**Quoted passage:**
David Allen is widely recognized as the world’s leading authority on personal and organizational productivity. He’s also the bestselling author of my favourite book on productivity, Getting Things Done: The Art of Stress-Free Productivity. If you want to become more productive and focused in the new year, I can’t recommend his book highly enough.
I recently had the opportunity to interview David Allen about how you can become more productive in the new year and keep your New Year’s resolutions. Our interview covered a wide gamut of topics, but all of David’s points hammered at essentially the same nail: in order to keep your New Year’s resolutions, you’ve got to be kind to yourself. David isn’t a motivational author in the traditional sense, but in an interesting way, everything he writes about centres around showing more respect for yourself.
I’ve pulled my four favourite nuggets from our interview, including: why you should make recollections in addition to resolutions, how you can make changes more automatic through habits, why you should set shorter-term, ‘process’ goals, and how you should capture and deal with all of the open loops in your life. All of these approaches will get you to show more respect for yourself in the new year, and they’re below!

**Information supplied:**
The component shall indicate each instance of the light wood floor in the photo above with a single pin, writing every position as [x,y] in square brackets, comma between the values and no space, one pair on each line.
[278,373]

**Tasks to complete:**
1. Translate this sentence from the passage on David Allen into Spanish: "I recently had the opportunity to interview David Allen about how you can become more productive in the new year and keep your New Year’s resolutions."
2. From the passage on David Allen, extract the text between "I recently had" and "respect for yourself.", inclusive.
The listing is not used for any of this work.

**Answers to the problems:**
1. Hace poco tuve la oportunidad de entrevistar a David Allen sobre cómo puedes volverte más productivo en el nuevo año y cumplir tus propósitos de Año Nuevo.

2.
I recently had the opportunity to interview David Allen about how you can become more productive in the new year and keep your New Year’s resolutions. Our interview covered a wide gamut of topics, but all of David’s points hammered at essentially the same nail: in order to keep your New Year’s resolutions, you’ve got to be kind to yourself. David isn’t a motivational author in the traditional sense, but in an interesting way, everything he writes about centres around showing more respect for yourself.